Task to carry out: Write out the records again, exactly. Nothing may be dropped.

Referring expression pointing data:
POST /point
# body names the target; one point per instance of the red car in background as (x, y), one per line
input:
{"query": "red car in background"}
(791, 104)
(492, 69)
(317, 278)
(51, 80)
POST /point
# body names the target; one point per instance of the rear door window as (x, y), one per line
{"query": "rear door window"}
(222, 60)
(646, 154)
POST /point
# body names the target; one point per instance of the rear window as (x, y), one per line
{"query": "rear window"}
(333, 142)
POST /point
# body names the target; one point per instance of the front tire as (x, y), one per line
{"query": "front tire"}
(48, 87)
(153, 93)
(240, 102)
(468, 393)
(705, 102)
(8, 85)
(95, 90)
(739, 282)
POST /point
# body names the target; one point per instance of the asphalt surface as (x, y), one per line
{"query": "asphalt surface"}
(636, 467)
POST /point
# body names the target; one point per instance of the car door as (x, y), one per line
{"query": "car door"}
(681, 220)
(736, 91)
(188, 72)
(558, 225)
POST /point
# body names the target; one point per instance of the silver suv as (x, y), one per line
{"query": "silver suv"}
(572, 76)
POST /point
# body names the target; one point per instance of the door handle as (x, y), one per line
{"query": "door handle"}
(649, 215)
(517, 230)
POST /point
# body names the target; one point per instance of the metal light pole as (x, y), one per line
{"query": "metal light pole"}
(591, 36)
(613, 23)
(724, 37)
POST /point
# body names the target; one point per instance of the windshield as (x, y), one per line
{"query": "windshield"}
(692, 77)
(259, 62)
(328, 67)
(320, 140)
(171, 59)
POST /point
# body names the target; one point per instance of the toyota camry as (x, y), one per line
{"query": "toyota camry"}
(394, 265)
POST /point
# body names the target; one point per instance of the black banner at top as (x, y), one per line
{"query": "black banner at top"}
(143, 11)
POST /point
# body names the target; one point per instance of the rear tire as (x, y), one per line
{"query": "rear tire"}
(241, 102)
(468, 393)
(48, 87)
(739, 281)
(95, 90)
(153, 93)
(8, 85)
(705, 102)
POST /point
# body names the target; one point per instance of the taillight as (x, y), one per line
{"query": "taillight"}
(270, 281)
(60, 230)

Task solution:
POST /point
# body names the target; one point per instance of the red car in background as (x, y), one per line
input:
{"query": "red car in background"}
(791, 104)
(492, 69)
(317, 278)
(51, 80)
POST /point
# body names the target; one point per instance of the rear door window as (x, y), one per line
{"query": "rear door window"}
(222, 60)
(646, 154)
POST /point
# body names the target; one point per instance of the rear window as (x, y), one per line
{"query": "rear window"}
(333, 142)
POST /point
# body names the target; one point per instance of the front tire as (x, y), one per line
{"query": "front tire"}
(48, 87)
(153, 93)
(240, 102)
(468, 393)
(705, 102)
(8, 85)
(95, 90)
(739, 282)
POST /point
# body names the target; one point per instance of the asphalt surface as (x, y), one per line
{"query": "asphalt surface"}
(636, 467)
POST /point
# body names the target; one point per instance of the car door as (x, y), one per line
{"query": "car door"}
(681, 220)
(736, 91)
(188, 72)
(558, 225)
POST /point
# body names the target; one point per instance of the silver suv as (x, y), one per line
{"query": "silver suv"}
(572, 76)
POST /point
# body names the target; one point per instance of the door handle as (x, y), one per line
{"query": "door handle"}
(649, 215)
(517, 230)
POST /point
# body names the target; one point per instance of the metal light pole as (x, y), one per line
{"query": "metal light pole"}
(591, 36)
(613, 23)
(724, 37)
POST /point
# body names the target; one point per instance of the windshield as (x, y), one per line
{"query": "windshield"}
(692, 77)
(259, 62)
(328, 67)
(320, 140)
(171, 59)
POST /point
# body names the target; one point per instance of the toyota camry as (x, y), one per line
{"query": "toyota camry"}
(394, 265)
POST /point
# body names the target; one point per instance of the black banner at top as (x, y), one per line
{"query": "black banner at top"}
(143, 11)
POST /point
# body names the target; one point per instance of the rear tire as (x, y), one per line
{"query": "rear tire"}
(241, 102)
(468, 393)
(48, 87)
(739, 281)
(95, 90)
(153, 93)
(8, 85)
(705, 102)
POST /point
# body names the target; one point per instance of the taillight as (x, y), one per line
{"query": "taillight"}
(270, 281)
(60, 230)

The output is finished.